▶ _TEXTO FUENTE_:

____

Al final del siguiente día, me había gastado unas doscientas libras y se acercaba el término de mi odisea. El primero que me había mandado a otro sitio me recibió con aire divertido en la
préfecture
e hizo salir a otros clientes de su despacho para ofrecerme asiento. «Enhorabuena —dijo con una amplia sonrisa—. La mayoría tardan mucho más que usted. ¿Tiene los documentos, los recibos y la declaración?» Se los mostré sin demora y vi cómo los metía en una carpeta. «Gracias. Pásese la semana que viene.» En un gesto melodramático, di un paso atrás horrorizado. El funcionario sonrió beatíficamente: «Se nos han terminado las tarjetas de inscripción, pero las esperamos dentro de unos días.» Como prueba de que había empezado a adaptarme, después de defender mi posición y discutir con fiereza y veneno, salí del despacho con una tarjeta provisional y el expediente entero en mi poder.

____

▶ _DATOS EXTRAÍDOS_:
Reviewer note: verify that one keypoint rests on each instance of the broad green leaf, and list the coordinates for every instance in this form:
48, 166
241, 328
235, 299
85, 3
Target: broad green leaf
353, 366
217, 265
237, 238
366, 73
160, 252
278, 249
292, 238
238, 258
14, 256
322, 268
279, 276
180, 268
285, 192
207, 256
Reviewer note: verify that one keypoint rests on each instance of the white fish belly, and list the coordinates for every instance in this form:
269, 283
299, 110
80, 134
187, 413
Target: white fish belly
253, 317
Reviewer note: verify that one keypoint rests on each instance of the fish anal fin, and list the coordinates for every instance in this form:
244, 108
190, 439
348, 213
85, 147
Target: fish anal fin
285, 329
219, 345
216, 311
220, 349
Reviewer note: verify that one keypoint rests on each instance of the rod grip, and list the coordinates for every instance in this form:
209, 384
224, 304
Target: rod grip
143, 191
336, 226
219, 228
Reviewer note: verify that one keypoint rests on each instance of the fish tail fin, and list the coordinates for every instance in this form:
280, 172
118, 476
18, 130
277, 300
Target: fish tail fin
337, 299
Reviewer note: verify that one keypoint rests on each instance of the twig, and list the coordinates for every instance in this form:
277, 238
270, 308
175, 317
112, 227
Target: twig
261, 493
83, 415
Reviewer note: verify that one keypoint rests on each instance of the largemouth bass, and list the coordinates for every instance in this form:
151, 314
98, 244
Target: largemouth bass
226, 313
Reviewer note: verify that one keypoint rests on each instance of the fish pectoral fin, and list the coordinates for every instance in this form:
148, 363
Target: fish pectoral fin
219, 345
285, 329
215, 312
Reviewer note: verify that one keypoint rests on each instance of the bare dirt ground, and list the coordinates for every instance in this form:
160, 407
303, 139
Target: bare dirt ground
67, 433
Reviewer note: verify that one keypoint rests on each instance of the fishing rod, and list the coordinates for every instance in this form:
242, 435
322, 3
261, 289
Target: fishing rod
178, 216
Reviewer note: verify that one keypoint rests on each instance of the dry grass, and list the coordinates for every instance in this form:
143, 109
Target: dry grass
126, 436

____

▶ _CONSIGNA 1_:
Transcribe el fragmento del texto fuente que empieza con «Al final del» y continúa hasta «en mi poder.».
▶ _CONSIGNA 2_:
Traduce al inglés esta oración del texto fuente: «Como prueba de que había empezado a adaptarme, después de defender mi posición y discutir con fiereza y veneno, salí del despacho con una tarjeta provisional y el expediente entero en mi poder.»

▶ _RESPUESTA ESPERADA 1_:
Al final del siguiente día, me había gastado unas doscientas libras y se acercaba el término de mi odisea. El primero que me había mandado a otro sitio me recibió con aire divertido en la
préfecture
e hizo salir a otros clientes de su despacho para ofrecerme asiento. «Enhorabuena —dijo con una amplia sonrisa—. La mayoría tardan mucho más que usted. ¿Tiene los documentos, los recibos y la declaración?» Se los mostré sin demora y vi cómo los metía en una carpeta. «Gracias. Pásese la semana que viene.» En un gesto melodramático, di un paso atrás horrorizado. El funcionario sonrió beatíficamente: «Se nos han terminado las tarjetas de inscripción, pero las esperamos dentro de unos días.» Como prueba de que había empezado a adaptarme, después de defender mi posición y discutir con fiereza y veneno, salí del despacho con una tarjeta provisional y el expediente entero en mi poder.

▶ _RESPUESTA ESPERADA 2_:
As proof that I had begun to adapt, after standing my ground and arguing with ferocity and venom, I left the office with a temporary card and the entire file in my possession.